++++ Materials provided ++++

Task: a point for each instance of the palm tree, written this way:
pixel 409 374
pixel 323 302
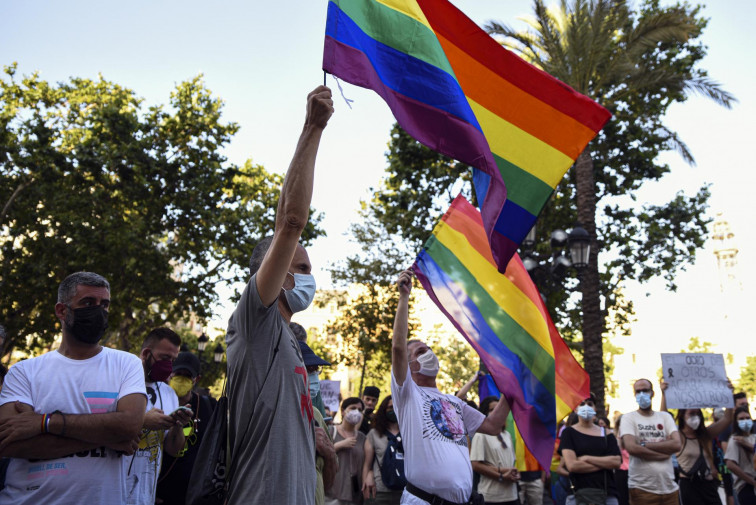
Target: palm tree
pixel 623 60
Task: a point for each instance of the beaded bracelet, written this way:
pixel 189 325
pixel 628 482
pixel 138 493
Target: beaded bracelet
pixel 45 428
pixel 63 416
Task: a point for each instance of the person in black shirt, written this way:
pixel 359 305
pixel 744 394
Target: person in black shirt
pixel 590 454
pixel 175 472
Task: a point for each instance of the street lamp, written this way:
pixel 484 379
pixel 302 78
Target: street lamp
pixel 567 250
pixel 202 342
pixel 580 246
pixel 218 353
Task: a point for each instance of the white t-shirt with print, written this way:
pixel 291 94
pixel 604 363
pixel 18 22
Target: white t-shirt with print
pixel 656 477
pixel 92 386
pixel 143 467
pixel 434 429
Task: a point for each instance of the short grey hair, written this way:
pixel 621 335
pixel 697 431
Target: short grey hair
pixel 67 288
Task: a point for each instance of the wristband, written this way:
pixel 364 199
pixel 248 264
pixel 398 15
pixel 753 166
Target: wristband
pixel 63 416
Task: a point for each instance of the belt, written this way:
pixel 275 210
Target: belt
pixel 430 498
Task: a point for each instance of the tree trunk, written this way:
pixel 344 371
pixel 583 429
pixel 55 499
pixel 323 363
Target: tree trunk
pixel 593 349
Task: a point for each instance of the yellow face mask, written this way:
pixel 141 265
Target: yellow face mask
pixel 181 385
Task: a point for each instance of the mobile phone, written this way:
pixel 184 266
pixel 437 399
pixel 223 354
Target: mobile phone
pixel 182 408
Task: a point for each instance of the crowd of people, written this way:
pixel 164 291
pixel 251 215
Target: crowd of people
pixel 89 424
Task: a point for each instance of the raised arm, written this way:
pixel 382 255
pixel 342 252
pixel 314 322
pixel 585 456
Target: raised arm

++++

- Exercise details
Look above for the line that contains "Target: mobile phone". That line and every line after it through the end of the data must be written out exactly, with nothing else.

- Reply
Target: mobile phone
pixel 182 408
Task: a point for each instance of the crowd of people, written this way:
pixel 164 291
pixel 251 215
Target: crowd of people
pixel 89 424
Task: a point for each instance of the raised arm, written this way:
pixel 382 255
pixel 342 252
pixel 314 322
pixel 585 456
Target: raised arm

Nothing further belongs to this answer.